Render the records below as a Markdown table with the columns Row and Text, giving each line its own numbered row and skipping blank lines. Leave the pictures out of the table.

===

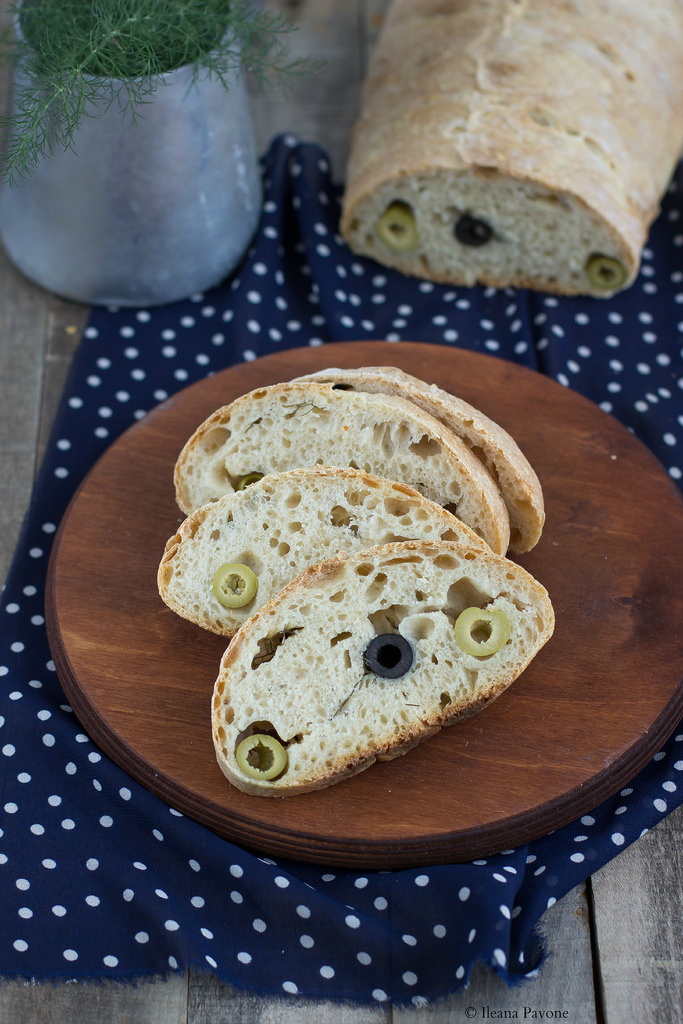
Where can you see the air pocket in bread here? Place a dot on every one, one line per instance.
(300, 424)
(361, 657)
(499, 452)
(232, 555)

===

Answer in full:
| Row | Text |
|---|---|
| 1 | Where can you see the air pocket in bread here? Place a dot on every one, one line per instance. |
| 2 | (300, 424) |
| 3 | (361, 657) |
| 4 | (499, 452) |
| 5 | (232, 555) |